• PROBLEMS TO WORK ON
A: According to the text on athlete testing, why must the recording and storing of athlete data be done correctly? Answer in one to three sentences.
B: Return each line of the records that contains the word "ambulance".

• EXTRACT TO READ
________
When starting the testing for athletes it is also important to keep basic safety factors in mind. The coaches have to ensure that the Athletes conduct a quick, general warm-up before starting with the first test. This might have to be conducted by the coaches themselves or the local PE teacher. To avoid any form of dehydration, the coaches have to ensure that the participants are drinking enough during the time of the test. The coaches have to do a site check before conducting the tests. Sprinting and jumping areas should be even, without any dents. Areas should be marked with cones, no one except the performing athlete and the coaches involved are supposed to enter the sprint area as well as the landing area of the jumps and throws. Sharp edges have to be covered. Equipment, which is not fulfilling the demands, has to be replaced (especially the obstacles and throwing implements).
I will summarise the article by saying that achieving High Performance requires a team with the athlete to test, analyse, derive results, apply interventions and record results. The cycle has to be repeated continuously to achieve higher and better results. Remember it is the data that drives the decision-making. Data provides evidence-based decision-making. In sports, a lot of times, coaches and athletes take emotional decisions. However, data is unemotional and provides an objective approach to the decision-making process. Further, when you are in a group and discussing performance, the availability of data encourages critical discussions and culture of asking “Why” should it be done this way. However, I would like to caution coaches, sports scientists and athletes that data overload can also be harmful; also the quality of data makes a big difference in providing proper outcomes. Low quality and non-insightful data can be counterproductive to enhancing performance. Finally, the data recording and storing of data has to be done correctly, so that it does not get into the hands of people who can use it for negative purposes. Coaches, sports science professionals and administrators have to maintain their athletes’ data and records in order to revisit and build up the necessary athlete profile.
A lot of material on performance assessments and testing is available on the internet. Coaches, sports science professionals and administrators should continually upgrade their knowledge on this most important aspect of training.
________
• RECORDS SHOWN

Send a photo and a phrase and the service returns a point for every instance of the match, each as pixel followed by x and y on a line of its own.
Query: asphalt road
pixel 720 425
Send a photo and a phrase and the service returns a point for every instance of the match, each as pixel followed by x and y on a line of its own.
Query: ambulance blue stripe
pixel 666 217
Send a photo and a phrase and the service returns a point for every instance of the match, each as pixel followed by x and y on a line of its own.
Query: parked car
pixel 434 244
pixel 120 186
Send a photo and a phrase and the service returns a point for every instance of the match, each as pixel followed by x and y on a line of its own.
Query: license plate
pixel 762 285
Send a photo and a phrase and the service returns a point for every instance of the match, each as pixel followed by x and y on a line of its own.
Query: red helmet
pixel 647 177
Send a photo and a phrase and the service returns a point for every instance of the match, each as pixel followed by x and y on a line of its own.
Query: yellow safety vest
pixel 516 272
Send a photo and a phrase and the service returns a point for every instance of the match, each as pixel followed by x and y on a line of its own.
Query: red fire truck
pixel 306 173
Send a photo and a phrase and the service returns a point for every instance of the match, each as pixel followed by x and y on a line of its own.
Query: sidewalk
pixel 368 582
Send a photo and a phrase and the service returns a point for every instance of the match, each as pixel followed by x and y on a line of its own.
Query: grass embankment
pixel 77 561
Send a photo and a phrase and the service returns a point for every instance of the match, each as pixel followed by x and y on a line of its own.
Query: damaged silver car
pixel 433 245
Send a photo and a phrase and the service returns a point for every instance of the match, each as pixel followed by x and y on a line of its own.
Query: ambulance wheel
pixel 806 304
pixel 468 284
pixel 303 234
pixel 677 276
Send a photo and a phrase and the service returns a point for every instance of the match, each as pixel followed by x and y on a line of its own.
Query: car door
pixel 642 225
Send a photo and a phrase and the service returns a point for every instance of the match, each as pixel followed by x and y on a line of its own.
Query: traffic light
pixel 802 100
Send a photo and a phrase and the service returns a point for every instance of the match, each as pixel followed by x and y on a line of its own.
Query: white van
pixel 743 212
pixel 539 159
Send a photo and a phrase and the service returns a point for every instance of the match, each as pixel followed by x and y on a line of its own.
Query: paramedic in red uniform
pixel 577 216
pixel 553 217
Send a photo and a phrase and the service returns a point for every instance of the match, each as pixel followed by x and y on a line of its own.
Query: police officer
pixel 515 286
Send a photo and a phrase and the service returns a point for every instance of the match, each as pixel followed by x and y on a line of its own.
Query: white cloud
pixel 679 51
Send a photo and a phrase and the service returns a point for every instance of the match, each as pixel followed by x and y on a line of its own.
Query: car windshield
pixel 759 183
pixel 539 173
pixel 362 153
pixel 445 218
________
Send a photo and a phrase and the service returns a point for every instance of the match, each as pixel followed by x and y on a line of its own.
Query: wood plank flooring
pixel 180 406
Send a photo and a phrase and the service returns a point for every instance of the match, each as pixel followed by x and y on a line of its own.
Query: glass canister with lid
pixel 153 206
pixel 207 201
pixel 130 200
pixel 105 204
________
• OUTPUTS
A: Athlete data must be recorded and stored correctly so that it does not get into the hands of people who can use it for negative purposes.

B:
Query: ambulance blue stripe
Query: ambulance wheel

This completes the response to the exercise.